*Work to be completed*
Copy every line of the records exactly, without including the images.
==== Material for this exercise
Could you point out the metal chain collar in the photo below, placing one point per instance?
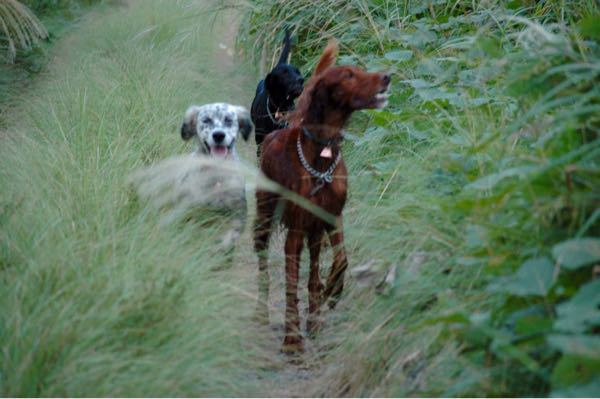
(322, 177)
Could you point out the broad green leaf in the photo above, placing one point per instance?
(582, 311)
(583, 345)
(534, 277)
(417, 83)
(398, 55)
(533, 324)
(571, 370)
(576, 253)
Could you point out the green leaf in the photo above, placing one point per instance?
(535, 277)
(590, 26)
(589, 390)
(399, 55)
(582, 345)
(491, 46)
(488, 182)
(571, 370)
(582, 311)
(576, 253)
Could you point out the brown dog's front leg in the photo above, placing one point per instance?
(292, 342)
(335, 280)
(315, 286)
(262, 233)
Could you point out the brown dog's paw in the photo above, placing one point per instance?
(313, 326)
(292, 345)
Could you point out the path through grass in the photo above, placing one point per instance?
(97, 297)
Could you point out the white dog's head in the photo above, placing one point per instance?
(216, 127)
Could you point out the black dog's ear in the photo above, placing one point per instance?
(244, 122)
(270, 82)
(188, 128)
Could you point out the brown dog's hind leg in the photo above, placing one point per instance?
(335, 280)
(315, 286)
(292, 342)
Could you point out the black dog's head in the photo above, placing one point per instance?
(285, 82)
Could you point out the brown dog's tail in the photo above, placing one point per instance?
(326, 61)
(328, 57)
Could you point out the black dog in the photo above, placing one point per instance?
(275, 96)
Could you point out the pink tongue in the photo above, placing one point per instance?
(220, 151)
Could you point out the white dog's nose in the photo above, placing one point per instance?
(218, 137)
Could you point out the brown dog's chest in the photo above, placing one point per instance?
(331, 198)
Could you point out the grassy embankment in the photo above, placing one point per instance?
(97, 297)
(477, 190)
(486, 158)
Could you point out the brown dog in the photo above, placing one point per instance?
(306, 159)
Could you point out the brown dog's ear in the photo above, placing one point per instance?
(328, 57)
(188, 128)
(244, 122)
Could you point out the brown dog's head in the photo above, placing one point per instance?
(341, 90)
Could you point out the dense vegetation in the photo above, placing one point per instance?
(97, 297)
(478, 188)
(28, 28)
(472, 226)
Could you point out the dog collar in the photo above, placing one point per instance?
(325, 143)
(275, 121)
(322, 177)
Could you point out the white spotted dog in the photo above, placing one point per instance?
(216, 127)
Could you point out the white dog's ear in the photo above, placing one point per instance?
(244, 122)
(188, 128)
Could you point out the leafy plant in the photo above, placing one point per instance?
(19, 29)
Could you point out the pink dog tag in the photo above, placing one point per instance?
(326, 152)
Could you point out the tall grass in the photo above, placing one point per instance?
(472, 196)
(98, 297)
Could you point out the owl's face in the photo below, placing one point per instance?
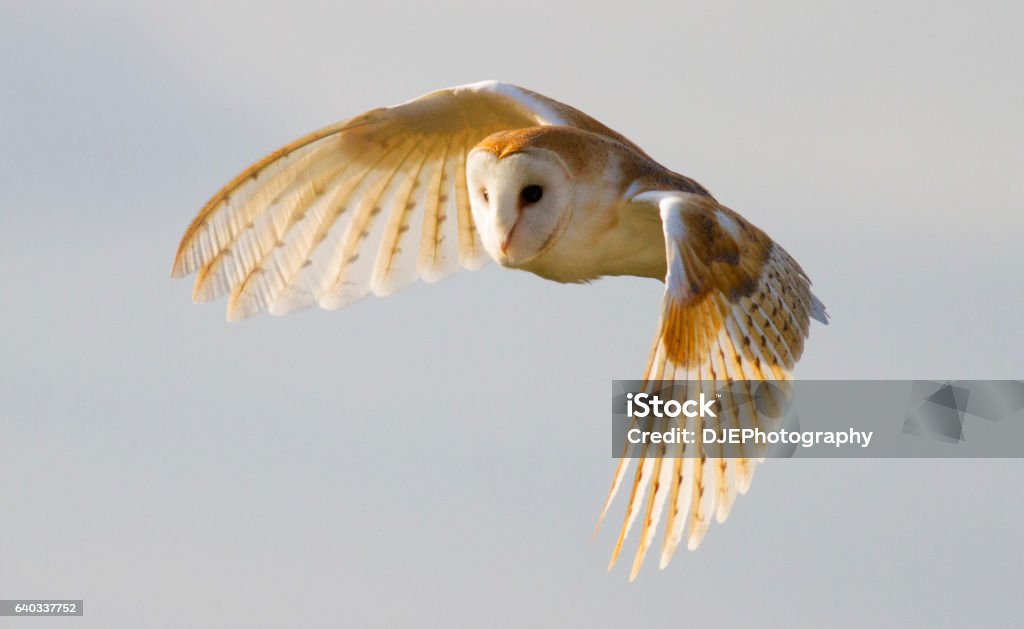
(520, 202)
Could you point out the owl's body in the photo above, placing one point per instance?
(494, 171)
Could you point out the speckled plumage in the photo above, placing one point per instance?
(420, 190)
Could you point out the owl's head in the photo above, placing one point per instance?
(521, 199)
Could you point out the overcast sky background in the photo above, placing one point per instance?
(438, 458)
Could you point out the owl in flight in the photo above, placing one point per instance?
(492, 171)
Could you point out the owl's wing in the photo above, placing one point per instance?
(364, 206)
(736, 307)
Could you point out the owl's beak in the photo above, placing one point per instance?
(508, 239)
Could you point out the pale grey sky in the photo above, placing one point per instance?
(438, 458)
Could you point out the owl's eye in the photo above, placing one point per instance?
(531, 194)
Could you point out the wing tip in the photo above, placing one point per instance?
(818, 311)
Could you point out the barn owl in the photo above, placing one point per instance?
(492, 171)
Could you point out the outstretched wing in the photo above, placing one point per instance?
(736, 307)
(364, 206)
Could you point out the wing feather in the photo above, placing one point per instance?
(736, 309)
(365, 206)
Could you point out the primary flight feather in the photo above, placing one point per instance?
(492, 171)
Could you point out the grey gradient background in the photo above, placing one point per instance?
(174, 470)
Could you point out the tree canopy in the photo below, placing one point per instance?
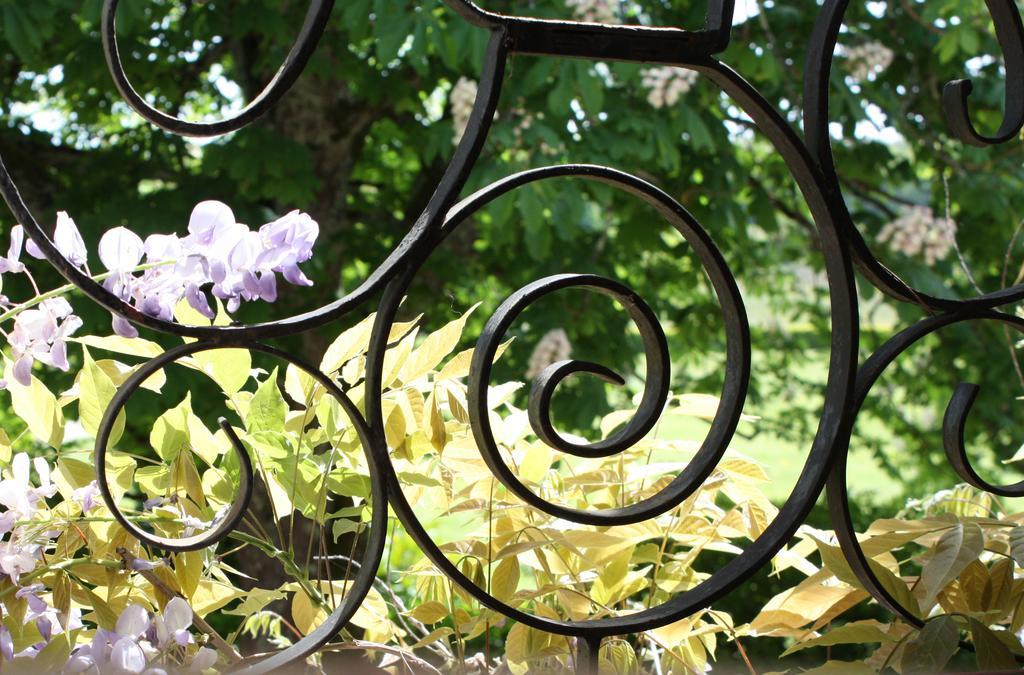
========
*Exercise result*
Could you point out the metal chain collar in the photo below, placing one point per instance?
(322, 177)
Could you point out the broad green leaf in the photo above, placing one point per instance?
(582, 311)
(583, 345)
(534, 277)
(417, 83)
(398, 55)
(533, 324)
(571, 370)
(576, 253)
Could you point out the green leaf in the photo above, placing one point per instance?
(535, 277)
(590, 26)
(589, 390)
(399, 55)
(582, 345)
(491, 46)
(488, 182)
(571, 370)
(582, 311)
(576, 253)
Could you point out the brown dog's front leg in the photo above, placing one point per instance?
(292, 342)
(335, 280)
(315, 286)
(262, 233)
Could you point out the brown dog's paw in the photo above, placing one point per instance?
(313, 326)
(292, 345)
Could you point out the path through grass in the photo above, placing one point per instance?
(97, 297)
Could you point out the white dog's head in the photo above, placing one point per instance?
(216, 127)
Could you point out the black dog's ear in the photo above, placing one point per instance?
(244, 122)
(270, 82)
(188, 128)
Could you point out the brown dog's hind leg in the photo above, placing one point per instance?
(335, 280)
(315, 286)
(292, 342)
Could you point out the black dog's head in the photo above, placing one point per instance?
(285, 82)
Could you point out the brown dog's tail in the photo above, placing one point per instance?
(326, 61)
(328, 57)
Could you point out the black dog in the photo above, placing one point per instance?
(275, 96)
Could you point out the pink tongue in the photo above, placing one point per instance?
(220, 151)
Could you point out the white dog's nose in the photo above, placing one point per instance?
(218, 137)
Could you point out the brown dog's chest in the photo above, placing one point per instance?
(331, 198)
Could you point out the grassy embankment in the photo above, placing one point per instance?
(97, 297)
(477, 190)
(486, 158)
Could you point out the brown dog in the photo above, placing one point per instance?
(306, 159)
Could you point out the brown dog's ear in the photo above, placing one point per instance?
(328, 57)
(188, 128)
(244, 122)
Could you point out the brown dog's head in the photo above, placing one point per instance?
(341, 90)
Could you point out the dense vegetation in the photo above, placing one point per instance?
(97, 297)
(478, 188)
(28, 28)
(472, 226)
Could you point out the dog collar in the photo above, placing one point per instance?
(325, 143)
(275, 121)
(322, 177)
Could you point out the white spotted dog in the photo above, placing one point per instance?
(216, 127)
Could you point out the white dog's ear in the photo above, placing one point per instance?
(244, 122)
(188, 128)
Could you point out the leafy plant in the photo above, placing one point per instance?
(19, 29)
Could you point out the pink dog tag in the photo above, placing one point per instance?
(326, 152)
Could you point out the tall grass in the photo above, placing one point per instance?
(472, 196)
(98, 297)
Could you point out the owl's face in the photo below, placing one point per instance?
(520, 202)
Could you point out the owl's body in the photo above, placing one point per instance?
(494, 171)
Could you point out the speckled plumage in the photo above, placing one point per instance?
(420, 190)
Could you point out the owl's head in the photo above, placing one point per instance?
(521, 199)
Could you point out the overcast sky background in the photo above, placing one point per instance?
(438, 458)
Could you point out the owl in flight in the photo above, placing one point per instance?
(492, 171)
Could you point out the owl's wing in the photo above, placing one point per instance?
(364, 206)
(736, 307)
Could you point out the owl's beak in the photo above, placing one point per instance?
(508, 239)
Could you point out the pale grey sky in the photo above, placing one point per instance?
(438, 458)
Could you point out the owl's eye in the photo above, placing one point per instance?
(531, 194)
Could you point out the wing tip in the photo above, placing one point per instance?
(818, 311)
Could you point out the barn owl in the photo above, placing one point per instance?
(492, 171)
Could you point out the outstretched wing in the photo above, placing one point per instance?
(736, 307)
(364, 206)
Could you point out the wing feather in the photo above, placing one point per instance?
(736, 309)
(365, 206)
Could you point out the primary flight feather in the photo above, placing one point per instance?
(492, 171)
Could you point out the grey gradient background in the photo above, placing one point per instance?
(174, 470)
Could you point out the tree canopy in the photo below, placing one point per instance?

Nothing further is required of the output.